■ WRITTEN INSTRUCTION 1
Find every line in the rows below that contains the string "roof", and copy each one out. Case counts.

■ SOURCE DOCUMENT
---+---
Last night I came here to check in and discovered that instead of my normal blog music there was a podcast of a baseball game from June 2010 which was highlighting a game between the Angels and the Dodgers and reflecting on a previous game from 2008. It was the oddest podcast and after about an hour and a half of trying to figure out the problem, I discovered that one of the songs on my playlist had been overtaken by the podcast somehow on the actual server’s site.
As I created a new playlist, I chose some new songs by David Nevue, a music artist that I love by the way, and realized that when my blog first opens it may sound totally different to your ears.
I wasn’t expecting to make such a big change on my blog last night, but today as I was thinking about it, the thought struck me that many times in life the biggest changes are the ones that come the most unexpectedly.
I’ve heard it said before that the only thing in life that is certain (other than God, of course) is “CHANGE.”
---+---
■ WRITTEN INSTRUCTION 2
Condense the paragraph of the blog post above that begins "Last night I came here to check in" into a shorter version that keeps its main facts.

Stored items:
---+---
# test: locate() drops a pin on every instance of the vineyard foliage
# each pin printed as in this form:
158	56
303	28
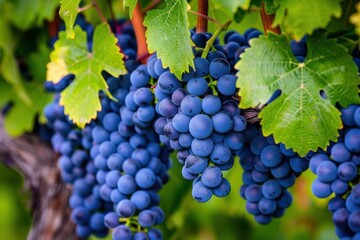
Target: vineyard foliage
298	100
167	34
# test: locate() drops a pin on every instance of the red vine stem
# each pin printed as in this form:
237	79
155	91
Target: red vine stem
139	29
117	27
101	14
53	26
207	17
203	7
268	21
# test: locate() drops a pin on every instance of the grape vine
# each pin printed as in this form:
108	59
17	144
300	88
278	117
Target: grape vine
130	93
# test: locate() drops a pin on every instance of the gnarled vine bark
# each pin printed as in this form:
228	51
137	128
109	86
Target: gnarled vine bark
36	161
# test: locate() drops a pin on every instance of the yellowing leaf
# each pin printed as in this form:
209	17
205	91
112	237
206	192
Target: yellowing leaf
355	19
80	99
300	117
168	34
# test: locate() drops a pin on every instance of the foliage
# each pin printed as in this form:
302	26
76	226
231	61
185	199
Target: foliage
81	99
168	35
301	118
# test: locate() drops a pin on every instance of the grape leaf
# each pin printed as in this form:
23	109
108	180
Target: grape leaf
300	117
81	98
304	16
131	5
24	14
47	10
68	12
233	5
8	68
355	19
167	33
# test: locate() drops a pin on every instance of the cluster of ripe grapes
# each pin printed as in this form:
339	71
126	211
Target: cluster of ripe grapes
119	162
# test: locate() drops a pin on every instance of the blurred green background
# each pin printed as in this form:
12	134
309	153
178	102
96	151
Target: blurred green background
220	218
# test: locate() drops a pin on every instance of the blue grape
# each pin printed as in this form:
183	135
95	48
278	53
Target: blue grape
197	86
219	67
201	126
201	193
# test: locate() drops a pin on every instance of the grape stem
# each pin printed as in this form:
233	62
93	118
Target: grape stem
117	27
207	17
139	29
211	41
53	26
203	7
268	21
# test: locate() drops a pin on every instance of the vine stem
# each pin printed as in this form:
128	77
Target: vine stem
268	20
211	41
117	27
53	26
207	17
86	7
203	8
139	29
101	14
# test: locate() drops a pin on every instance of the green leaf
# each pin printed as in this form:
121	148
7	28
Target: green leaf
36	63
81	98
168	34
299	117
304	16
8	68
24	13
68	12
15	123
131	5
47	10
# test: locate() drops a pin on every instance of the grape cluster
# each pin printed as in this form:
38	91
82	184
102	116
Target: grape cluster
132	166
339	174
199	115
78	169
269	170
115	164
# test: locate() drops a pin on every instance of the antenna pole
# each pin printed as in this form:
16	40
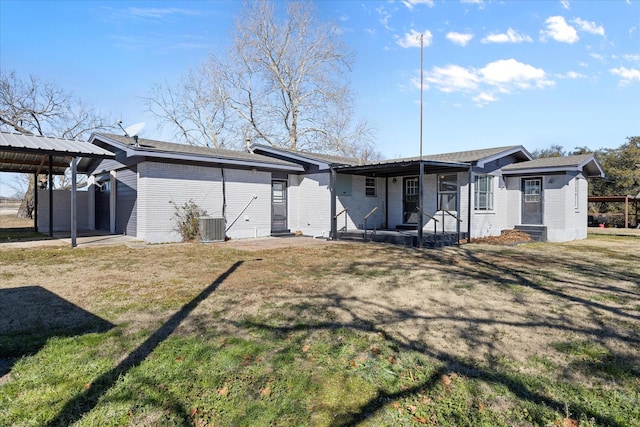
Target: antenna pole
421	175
---+---
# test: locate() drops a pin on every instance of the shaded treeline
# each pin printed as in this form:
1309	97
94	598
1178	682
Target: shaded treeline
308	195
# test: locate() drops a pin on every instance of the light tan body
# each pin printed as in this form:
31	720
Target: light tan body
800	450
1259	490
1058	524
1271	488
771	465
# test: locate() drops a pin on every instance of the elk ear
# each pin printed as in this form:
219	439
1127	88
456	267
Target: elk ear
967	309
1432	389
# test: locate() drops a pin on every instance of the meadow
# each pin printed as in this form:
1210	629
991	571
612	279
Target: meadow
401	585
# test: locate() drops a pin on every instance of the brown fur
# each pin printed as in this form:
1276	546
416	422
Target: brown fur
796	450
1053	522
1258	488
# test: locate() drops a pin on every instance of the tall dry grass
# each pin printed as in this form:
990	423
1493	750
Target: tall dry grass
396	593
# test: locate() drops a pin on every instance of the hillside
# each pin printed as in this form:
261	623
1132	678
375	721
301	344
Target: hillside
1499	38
---+---
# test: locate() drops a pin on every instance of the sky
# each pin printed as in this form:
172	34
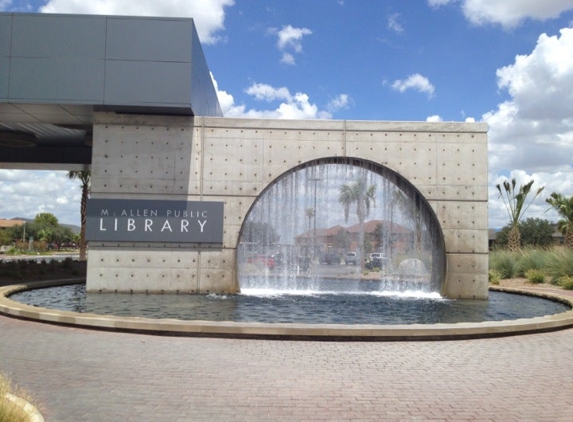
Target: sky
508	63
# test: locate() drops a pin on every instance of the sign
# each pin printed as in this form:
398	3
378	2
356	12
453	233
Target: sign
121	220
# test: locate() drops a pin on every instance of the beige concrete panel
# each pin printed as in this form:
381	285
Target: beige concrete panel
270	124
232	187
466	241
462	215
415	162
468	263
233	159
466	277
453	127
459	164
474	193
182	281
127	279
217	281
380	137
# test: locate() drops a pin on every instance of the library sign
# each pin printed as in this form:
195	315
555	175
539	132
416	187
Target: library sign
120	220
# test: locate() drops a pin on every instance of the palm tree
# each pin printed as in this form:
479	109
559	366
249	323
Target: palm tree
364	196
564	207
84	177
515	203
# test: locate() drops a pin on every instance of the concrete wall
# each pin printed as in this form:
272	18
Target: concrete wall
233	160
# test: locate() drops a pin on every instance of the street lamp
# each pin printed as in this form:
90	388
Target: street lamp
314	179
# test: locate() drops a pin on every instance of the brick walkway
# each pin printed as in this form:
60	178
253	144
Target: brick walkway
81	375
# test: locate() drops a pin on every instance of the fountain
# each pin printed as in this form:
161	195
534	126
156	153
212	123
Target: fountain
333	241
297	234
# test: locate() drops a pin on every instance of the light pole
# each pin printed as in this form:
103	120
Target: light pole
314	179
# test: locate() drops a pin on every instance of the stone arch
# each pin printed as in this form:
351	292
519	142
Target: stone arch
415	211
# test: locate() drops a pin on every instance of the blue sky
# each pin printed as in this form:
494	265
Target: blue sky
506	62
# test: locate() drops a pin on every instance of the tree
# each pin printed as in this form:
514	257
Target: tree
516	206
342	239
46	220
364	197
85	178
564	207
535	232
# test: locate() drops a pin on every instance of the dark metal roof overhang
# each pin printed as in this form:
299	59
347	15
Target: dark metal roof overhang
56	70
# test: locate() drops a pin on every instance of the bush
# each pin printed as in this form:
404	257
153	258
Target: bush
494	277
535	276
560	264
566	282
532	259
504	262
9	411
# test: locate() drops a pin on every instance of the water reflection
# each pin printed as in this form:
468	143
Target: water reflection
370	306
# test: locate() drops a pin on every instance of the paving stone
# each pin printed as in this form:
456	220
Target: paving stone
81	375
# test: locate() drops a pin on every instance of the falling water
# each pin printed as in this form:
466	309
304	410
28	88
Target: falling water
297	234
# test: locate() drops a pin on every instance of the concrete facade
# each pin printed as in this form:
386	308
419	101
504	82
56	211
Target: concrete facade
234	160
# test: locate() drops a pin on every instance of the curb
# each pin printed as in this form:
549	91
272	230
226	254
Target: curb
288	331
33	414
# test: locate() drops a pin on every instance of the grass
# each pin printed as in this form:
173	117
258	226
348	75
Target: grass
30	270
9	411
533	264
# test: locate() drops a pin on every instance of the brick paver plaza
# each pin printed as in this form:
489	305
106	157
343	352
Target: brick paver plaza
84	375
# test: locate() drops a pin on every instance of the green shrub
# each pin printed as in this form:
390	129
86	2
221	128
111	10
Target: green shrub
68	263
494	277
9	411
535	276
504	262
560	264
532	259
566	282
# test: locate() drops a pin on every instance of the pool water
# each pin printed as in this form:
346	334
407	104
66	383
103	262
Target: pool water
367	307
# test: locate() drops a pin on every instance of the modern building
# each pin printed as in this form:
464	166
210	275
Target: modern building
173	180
---+---
■ TASK ANSWER 1
# test: locate() drops a pin on every instance of the dark metal roof overhang
Target: dark metal roof overhang

■ TASK ANSWER 2
Last night, in place of my usual blog music, a podcast was playing. It covered a June 2010 baseball game between the Angels and the Dodgers and looked back at a 2008 game. After about an hour and a half of troubleshooting, I found that the podcast had somehow replaced one of the songs on my playlist on the server's site.